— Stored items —
◆ ◆ ◆ ◆ ◆ ◆ ◆

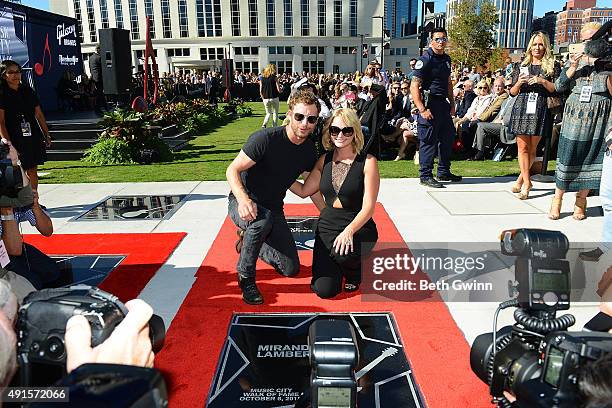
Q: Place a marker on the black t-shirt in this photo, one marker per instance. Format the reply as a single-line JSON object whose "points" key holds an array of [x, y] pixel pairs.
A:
{"points": [[278, 163], [16, 105]]}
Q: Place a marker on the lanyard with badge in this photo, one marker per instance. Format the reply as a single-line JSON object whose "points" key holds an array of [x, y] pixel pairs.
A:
{"points": [[26, 129], [532, 103], [586, 92]]}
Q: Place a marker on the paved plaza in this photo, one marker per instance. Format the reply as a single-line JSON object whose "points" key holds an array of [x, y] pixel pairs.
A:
{"points": [[476, 210]]}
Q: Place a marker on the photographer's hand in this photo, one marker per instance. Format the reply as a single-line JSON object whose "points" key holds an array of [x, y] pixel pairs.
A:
{"points": [[129, 343]]}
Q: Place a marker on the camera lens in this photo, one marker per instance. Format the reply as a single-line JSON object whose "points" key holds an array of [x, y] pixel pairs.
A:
{"points": [[157, 333], [55, 348]]}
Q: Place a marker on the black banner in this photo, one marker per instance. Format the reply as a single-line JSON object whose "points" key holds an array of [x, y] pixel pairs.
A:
{"points": [[46, 45]]}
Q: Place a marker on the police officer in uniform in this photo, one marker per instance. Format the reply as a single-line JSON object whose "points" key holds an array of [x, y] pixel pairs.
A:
{"points": [[435, 125]]}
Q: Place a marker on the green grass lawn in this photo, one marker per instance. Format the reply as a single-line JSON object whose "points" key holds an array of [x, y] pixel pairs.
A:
{"points": [[206, 158]]}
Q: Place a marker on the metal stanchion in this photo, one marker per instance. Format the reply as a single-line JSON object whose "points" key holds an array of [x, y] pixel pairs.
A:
{"points": [[544, 177]]}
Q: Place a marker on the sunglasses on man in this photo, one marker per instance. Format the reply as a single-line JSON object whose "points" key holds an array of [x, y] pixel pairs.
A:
{"points": [[300, 118], [347, 131]]}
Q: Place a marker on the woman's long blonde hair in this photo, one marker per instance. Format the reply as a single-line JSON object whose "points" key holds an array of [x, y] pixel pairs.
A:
{"points": [[269, 70], [548, 61]]}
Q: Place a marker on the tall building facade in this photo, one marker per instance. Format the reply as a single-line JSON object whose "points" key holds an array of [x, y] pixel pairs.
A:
{"points": [[437, 20], [515, 19], [296, 35], [401, 17], [547, 24], [514, 28]]}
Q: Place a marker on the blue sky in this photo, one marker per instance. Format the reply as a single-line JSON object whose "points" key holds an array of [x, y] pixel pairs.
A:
{"points": [[540, 7]]}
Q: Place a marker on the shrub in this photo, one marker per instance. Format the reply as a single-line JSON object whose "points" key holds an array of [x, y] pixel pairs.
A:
{"points": [[109, 151], [126, 135]]}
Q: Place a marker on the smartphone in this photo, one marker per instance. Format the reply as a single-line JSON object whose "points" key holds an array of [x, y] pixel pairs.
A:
{"points": [[576, 48]]}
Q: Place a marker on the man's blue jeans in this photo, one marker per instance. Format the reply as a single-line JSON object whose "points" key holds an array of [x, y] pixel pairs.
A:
{"points": [[267, 237]]}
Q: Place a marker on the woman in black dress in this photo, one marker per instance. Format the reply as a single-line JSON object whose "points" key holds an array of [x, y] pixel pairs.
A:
{"points": [[532, 83], [349, 180], [22, 122]]}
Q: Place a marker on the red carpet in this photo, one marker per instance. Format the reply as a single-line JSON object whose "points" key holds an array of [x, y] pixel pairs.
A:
{"points": [[434, 344], [145, 254]]}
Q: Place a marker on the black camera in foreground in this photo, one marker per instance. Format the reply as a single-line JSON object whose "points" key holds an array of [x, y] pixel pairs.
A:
{"points": [[11, 176], [536, 359], [41, 325], [333, 357]]}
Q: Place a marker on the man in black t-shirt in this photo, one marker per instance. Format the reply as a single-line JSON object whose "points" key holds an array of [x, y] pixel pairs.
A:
{"points": [[268, 164]]}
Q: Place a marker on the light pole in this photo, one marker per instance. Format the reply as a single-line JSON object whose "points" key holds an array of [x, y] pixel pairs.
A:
{"points": [[361, 51], [382, 39]]}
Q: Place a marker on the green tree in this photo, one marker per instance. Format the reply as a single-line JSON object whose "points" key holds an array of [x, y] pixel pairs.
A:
{"points": [[471, 31]]}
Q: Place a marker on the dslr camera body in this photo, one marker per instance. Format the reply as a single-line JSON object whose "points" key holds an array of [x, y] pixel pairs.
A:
{"points": [[41, 325], [536, 359]]}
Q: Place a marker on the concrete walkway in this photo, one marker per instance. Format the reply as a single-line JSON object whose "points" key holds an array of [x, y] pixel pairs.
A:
{"points": [[476, 210]]}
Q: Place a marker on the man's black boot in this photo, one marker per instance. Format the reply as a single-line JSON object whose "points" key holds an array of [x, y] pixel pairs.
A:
{"points": [[478, 156], [431, 182], [450, 177], [250, 292]]}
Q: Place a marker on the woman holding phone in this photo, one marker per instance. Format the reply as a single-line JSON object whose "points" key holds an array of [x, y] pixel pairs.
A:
{"points": [[586, 121], [532, 84]]}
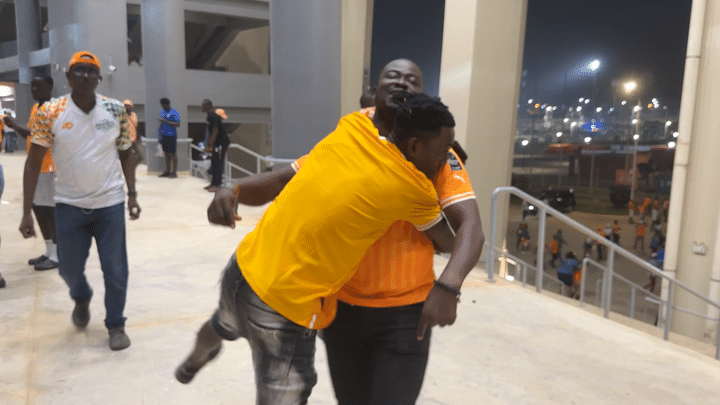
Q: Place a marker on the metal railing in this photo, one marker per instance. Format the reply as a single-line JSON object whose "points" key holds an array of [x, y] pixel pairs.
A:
{"points": [[198, 169], [609, 274]]}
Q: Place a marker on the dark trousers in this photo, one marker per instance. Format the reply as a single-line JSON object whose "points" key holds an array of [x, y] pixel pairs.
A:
{"points": [[217, 165], [374, 355]]}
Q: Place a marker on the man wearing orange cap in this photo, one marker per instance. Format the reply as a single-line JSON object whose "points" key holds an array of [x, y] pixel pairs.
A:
{"points": [[134, 138], [89, 137], [217, 143], [44, 202]]}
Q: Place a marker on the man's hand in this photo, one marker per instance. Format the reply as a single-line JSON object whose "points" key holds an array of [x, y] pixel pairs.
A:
{"points": [[440, 308], [9, 122], [223, 208], [27, 227], [134, 208]]}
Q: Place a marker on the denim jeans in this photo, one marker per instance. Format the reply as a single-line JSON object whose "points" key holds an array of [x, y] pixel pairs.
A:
{"points": [[283, 352], [374, 355], [75, 229]]}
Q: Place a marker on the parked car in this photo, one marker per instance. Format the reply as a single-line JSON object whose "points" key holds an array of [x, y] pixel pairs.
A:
{"points": [[561, 200]]}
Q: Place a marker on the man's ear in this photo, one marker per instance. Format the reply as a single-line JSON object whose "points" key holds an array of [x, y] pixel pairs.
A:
{"points": [[412, 147]]}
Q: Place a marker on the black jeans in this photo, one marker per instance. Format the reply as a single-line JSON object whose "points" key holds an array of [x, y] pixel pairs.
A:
{"points": [[374, 355], [217, 164]]}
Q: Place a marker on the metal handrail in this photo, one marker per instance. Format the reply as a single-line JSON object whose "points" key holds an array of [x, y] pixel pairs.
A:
{"points": [[229, 166], [612, 250]]}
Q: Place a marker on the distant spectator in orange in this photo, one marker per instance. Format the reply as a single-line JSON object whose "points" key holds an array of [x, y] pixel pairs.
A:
{"points": [[640, 237]]}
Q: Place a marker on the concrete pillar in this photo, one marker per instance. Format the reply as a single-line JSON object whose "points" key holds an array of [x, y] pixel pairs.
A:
{"points": [[356, 37], [480, 82], [98, 26], [305, 64], [27, 23], [695, 207], [163, 37]]}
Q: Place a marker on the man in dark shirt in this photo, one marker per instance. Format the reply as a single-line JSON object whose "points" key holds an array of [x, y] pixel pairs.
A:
{"points": [[217, 143]]}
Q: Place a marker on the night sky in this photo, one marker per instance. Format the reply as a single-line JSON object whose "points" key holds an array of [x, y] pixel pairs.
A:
{"points": [[641, 39]]}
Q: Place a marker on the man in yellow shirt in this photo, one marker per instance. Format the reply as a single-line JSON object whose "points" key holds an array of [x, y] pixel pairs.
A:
{"points": [[353, 186]]}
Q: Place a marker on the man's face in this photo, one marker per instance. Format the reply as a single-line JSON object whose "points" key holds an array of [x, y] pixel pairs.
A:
{"points": [[398, 75], [83, 77], [40, 89], [430, 156]]}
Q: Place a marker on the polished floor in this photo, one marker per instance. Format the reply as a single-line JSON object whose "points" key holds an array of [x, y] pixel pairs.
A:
{"points": [[509, 345]]}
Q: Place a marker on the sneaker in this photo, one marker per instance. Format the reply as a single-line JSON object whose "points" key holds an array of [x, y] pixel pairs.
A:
{"points": [[81, 314], [46, 264], [118, 339], [37, 260]]}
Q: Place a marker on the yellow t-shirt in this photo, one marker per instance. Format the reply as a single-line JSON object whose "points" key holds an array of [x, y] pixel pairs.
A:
{"points": [[353, 186]]}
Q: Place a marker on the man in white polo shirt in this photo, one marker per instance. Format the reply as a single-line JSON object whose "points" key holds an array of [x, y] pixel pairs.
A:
{"points": [[88, 134]]}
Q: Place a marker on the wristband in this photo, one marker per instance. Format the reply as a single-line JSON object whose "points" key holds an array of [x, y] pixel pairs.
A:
{"points": [[447, 288]]}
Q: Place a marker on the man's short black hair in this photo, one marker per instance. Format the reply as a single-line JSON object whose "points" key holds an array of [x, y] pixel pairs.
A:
{"points": [[421, 116], [46, 78]]}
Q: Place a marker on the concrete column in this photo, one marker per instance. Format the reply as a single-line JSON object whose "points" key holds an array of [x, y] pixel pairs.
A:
{"points": [[27, 23], [480, 82], [695, 207], [163, 37], [356, 38], [98, 26], [305, 64]]}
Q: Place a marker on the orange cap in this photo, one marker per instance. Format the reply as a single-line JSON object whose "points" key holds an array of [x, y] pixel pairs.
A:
{"points": [[84, 57]]}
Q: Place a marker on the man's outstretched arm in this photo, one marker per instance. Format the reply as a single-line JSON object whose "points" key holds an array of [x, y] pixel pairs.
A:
{"points": [[440, 306], [254, 190]]}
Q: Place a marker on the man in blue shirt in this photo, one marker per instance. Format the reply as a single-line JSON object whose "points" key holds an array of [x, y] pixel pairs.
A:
{"points": [[167, 134]]}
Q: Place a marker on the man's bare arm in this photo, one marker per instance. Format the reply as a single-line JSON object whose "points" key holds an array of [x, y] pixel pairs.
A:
{"points": [[440, 306], [254, 190], [30, 178]]}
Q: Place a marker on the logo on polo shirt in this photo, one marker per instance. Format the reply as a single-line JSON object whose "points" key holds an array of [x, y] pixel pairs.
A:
{"points": [[105, 125]]}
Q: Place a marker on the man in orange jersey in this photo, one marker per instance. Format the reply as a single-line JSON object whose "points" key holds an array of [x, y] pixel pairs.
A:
{"points": [[263, 188], [44, 201]]}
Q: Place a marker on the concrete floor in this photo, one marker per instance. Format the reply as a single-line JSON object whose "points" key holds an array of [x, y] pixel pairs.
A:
{"points": [[509, 345]]}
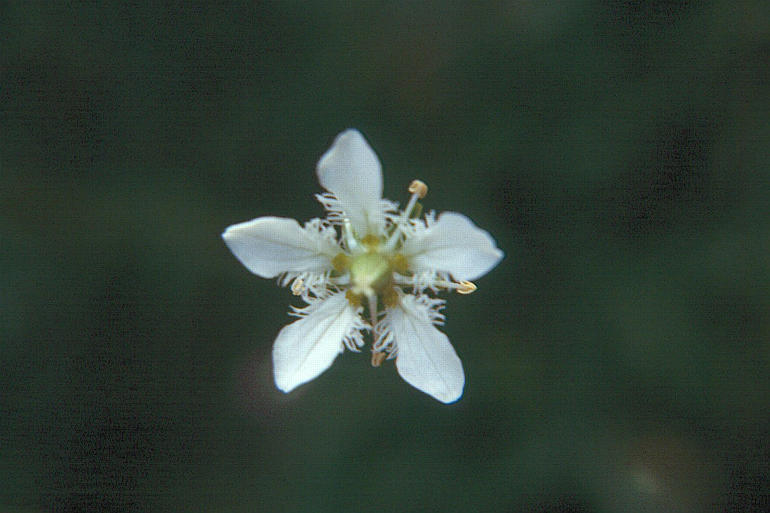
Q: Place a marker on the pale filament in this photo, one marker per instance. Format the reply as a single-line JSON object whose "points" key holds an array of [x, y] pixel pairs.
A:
{"points": [[418, 190]]}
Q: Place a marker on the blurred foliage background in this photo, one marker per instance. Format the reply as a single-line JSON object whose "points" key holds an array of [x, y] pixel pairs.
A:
{"points": [[617, 360]]}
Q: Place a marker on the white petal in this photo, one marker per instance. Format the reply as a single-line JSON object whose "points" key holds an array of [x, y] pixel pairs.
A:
{"points": [[307, 347], [352, 172], [269, 246], [425, 358], [454, 245]]}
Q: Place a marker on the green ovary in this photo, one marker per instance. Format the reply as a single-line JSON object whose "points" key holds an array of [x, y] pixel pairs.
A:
{"points": [[370, 273]]}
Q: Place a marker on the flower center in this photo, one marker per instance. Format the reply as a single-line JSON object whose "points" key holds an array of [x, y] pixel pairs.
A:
{"points": [[370, 273]]}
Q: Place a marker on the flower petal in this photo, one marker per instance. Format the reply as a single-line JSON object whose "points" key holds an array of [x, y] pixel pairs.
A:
{"points": [[269, 246], [424, 357], [307, 347], [352, 172], [454, 245]]}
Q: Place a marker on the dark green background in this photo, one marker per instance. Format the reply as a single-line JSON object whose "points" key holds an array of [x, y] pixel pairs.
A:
{"points": [[617, 359]]}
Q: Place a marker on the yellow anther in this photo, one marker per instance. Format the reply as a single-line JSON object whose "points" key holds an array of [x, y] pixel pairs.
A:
{"points": [[353, 298], [341, 262], [419, 188], [371, 241], [399, 263], [377, 358], [466, 287]]}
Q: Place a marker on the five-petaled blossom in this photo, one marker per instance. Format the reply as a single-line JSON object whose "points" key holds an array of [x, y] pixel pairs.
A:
{"points": [[367, 260]]}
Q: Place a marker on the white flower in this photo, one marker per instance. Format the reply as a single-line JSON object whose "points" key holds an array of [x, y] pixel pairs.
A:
{"points": [[367, 267]]}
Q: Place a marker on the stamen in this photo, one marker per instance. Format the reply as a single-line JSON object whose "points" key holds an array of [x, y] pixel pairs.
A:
{"points": [[466, 287], [377, 358], [350, 239], [418, 187], [418, 190]]}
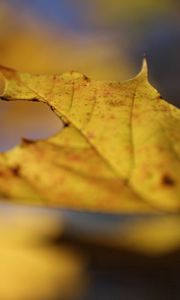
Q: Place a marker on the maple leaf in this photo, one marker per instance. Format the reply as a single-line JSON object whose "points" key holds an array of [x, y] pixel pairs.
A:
{"points": [[118, 153]]}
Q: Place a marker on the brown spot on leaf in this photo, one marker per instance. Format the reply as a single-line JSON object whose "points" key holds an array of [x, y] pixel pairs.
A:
{"points": [[15, 170], [86, 78], [25, 141], [167, 180]]}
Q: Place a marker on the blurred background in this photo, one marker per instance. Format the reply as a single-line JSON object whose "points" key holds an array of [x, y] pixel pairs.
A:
{"points": [[105, 39]]}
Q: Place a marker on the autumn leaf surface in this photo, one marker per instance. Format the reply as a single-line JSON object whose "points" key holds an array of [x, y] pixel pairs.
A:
{"points": [[118, 152]]}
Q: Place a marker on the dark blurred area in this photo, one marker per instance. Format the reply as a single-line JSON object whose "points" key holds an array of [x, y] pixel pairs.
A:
{"points": [[104, 39]]}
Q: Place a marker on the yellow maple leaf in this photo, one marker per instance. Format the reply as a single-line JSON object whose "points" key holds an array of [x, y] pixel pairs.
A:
{"points": [[118, 153]]}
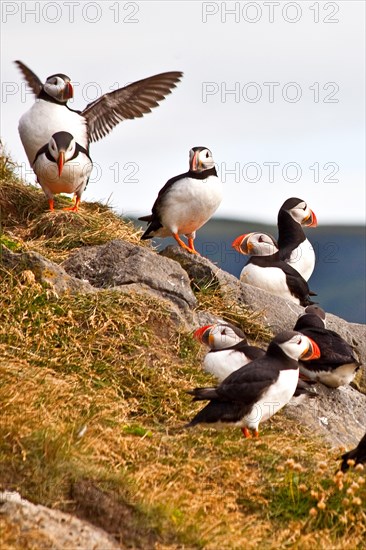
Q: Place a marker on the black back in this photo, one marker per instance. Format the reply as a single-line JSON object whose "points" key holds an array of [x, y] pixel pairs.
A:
{"points": [[290, 232]]}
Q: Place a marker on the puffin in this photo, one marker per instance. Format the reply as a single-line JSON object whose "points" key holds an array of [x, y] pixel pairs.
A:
{"points": [[63, 166], [294, 247], [229, 350], [337, 365], [267, 271], [219, 335], [255, 392], [51, 113], [221, 361], [358, 455], [186, 202]]}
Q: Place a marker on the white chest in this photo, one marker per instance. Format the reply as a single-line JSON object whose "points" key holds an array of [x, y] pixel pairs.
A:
{"points": [[43, 120], [224, 362], [189, 204], [303, 259], [271, 279], [276, 397], [74, 177]]}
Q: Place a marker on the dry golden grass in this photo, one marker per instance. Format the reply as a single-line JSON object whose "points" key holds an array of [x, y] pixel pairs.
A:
{"points": [[98, 392], [93, 387], [27, 223], [210, 299]]}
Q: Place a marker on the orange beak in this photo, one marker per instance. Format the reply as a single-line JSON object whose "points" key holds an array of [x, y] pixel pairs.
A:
{"points": [[311, 220], [195, 163], [199, 334], [60, 162], [313, 351], [68, 91], [241, 244]]}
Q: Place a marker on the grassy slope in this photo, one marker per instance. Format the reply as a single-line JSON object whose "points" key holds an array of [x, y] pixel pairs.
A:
{"points": [[94, 404]]}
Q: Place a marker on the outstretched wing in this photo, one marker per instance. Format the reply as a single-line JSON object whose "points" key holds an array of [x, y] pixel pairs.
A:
{"points": [[132, 101], [32, 79]]}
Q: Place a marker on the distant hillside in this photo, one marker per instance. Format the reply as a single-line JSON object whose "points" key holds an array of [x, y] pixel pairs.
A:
{"points": [[339, 277]]}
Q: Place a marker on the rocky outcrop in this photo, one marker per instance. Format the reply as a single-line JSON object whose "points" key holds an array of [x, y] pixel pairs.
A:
{"points": [[340, 414], [276, 312], [122, 265], [45, 272], [35, 526]]}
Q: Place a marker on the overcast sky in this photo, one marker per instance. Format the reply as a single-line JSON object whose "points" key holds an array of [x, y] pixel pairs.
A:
{"points": [[275, 89]]}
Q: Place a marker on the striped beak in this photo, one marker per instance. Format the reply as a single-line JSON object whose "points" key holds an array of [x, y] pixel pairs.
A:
{"points": [[242, 245], [60, 162], [202, 334], [312, 352], [310, 220], [68, 91]]}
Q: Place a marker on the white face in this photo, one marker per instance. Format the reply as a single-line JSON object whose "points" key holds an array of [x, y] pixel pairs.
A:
{"points": [[261, 244], [221, 337], [300, 212], [200, 160], [55, 87], [296, 347], [55, 150]]}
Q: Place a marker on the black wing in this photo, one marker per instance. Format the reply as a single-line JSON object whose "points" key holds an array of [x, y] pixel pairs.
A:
{"points": [[248, 383], [216, 411], [297, 285], [153, 219], [335, 351], [32, 79], [130, 102]]}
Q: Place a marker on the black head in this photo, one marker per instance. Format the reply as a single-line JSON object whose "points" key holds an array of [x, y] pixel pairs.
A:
{"points": [[293, 345], [58, 86], [200, 159], [299, 211]]}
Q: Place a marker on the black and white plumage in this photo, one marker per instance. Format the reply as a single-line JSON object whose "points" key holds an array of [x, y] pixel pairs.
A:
{"points": [[255, 392], [186, 202], [219, 335], [294, 247], [222, 361], [229, 351], [337, 365], [267, 271], [358, 455], [51, 114], [63, 166]]}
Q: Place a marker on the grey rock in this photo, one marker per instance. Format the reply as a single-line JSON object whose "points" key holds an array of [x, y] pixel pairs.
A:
{"points": [[50, 528], [122, 264], [339, 415], [44, 271]]}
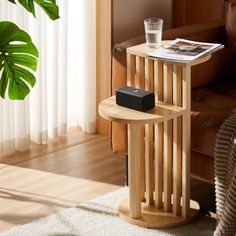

◆ ◆ ◆ ◆ ◆ ◆ ◆

Count the lines in the rows above that contain the string "polo". Give only the number.

2